BEGIN SUPPLIED MATERIAL
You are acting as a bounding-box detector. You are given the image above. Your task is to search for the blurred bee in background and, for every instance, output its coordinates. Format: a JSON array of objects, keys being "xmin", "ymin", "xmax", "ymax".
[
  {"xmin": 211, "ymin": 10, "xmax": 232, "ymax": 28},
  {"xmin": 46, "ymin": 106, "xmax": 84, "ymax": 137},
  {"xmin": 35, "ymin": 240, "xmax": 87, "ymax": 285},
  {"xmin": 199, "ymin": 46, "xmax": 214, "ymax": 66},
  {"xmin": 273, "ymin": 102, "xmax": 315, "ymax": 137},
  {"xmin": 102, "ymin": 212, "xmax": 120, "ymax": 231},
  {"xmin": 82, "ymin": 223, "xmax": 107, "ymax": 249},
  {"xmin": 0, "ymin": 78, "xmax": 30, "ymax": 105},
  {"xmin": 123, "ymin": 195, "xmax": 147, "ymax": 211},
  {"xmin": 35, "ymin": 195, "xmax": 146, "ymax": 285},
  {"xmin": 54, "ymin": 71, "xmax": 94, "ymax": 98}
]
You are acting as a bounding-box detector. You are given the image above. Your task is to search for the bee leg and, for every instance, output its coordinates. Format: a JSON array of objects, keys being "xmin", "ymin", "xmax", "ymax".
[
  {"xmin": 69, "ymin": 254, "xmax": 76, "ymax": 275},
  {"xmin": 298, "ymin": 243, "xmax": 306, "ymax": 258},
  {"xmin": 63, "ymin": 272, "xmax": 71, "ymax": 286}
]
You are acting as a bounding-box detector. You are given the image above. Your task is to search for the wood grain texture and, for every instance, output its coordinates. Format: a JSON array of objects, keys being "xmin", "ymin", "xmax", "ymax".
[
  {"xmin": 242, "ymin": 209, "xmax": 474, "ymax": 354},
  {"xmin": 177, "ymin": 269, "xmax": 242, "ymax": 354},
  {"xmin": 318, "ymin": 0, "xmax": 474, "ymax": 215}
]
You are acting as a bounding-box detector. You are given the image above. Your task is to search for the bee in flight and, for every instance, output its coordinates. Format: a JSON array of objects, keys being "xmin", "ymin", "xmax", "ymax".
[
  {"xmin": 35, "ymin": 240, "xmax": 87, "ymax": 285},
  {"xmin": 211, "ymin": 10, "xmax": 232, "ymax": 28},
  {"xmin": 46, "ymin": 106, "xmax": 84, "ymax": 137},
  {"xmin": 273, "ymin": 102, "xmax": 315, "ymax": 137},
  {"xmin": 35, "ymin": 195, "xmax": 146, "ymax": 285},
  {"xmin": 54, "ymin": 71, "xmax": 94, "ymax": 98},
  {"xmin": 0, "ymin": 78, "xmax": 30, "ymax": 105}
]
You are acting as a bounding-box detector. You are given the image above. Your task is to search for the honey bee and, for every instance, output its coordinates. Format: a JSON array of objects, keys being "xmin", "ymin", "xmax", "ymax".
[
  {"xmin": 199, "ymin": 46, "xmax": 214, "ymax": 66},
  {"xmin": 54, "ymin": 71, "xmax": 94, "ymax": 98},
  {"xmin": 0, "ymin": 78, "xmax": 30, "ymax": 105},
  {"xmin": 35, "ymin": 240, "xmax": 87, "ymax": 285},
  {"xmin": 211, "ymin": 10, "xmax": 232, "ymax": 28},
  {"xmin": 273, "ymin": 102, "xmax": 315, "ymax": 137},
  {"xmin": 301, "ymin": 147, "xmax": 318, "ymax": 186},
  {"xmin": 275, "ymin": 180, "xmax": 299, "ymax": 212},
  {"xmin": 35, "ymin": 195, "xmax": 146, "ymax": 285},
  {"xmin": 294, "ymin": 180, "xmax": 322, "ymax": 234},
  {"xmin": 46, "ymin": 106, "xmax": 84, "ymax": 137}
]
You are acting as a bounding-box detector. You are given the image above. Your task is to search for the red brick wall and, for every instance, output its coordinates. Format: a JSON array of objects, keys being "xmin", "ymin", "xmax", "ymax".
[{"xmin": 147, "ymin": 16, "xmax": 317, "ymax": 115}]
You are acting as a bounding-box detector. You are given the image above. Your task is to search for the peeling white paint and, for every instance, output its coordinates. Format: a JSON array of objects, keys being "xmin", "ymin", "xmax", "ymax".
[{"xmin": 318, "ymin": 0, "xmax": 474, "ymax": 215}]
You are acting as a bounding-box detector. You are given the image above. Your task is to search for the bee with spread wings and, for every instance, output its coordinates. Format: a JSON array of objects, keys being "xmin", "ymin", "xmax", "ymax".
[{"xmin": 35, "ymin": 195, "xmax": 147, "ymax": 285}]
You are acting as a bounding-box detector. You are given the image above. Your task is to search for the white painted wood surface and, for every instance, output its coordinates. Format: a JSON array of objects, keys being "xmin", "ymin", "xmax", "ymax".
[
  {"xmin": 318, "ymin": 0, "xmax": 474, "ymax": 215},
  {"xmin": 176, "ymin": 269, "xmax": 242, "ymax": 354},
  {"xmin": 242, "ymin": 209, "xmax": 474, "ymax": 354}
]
END SUPPLIED MATERIAL
• [WORK TO BE COMPLETED]: Reproduce every line of the entries from the one containing "for the peeling" through the end of the entries. Adjust each bounding-box coordinate by adding 50.

• [ANSWER TO THE PROBLEM]:
You are acting as a bounding-box detector. You are given the image above. Your task is to search for the peeling white paint and, for every instance, output its coordinates. Format: a JSON array of objects, keys being "xmin", "ymin", "xmax", "ymax".
[{"xmin": 368, "ymin": 50, "xmax": 524, "ymax": 265}]
You are acting as a bounding-box detector. You are given the image above. Your task is to search for the bee with spread wings and, for every instance, output its coordinates. Format: a JSON array of objects, keys being "xmin", "ymin", "xmax", "ymax".
[{"xmin": 85, "ymin": 245, "xmax": 197, "ymax": 335}]
You are acting as a bounding-box detector. You are given the image above. Your task is to search for the white painted wood surface and, for every instance, output its coordinates. Format: a JSON array of objects, keys being "xmin", "ymin", "xmax", "ymax".
[
  {"xmin": 368, "ymin": 50, "xmax": 524, "ymax": 265},
  {"xmin": 226, "ymin": 319, "xmax": 292, "ymax": 404},
  {"xmin": 292, "ymin": 259, "xmax": 524, "ymax": 404}
]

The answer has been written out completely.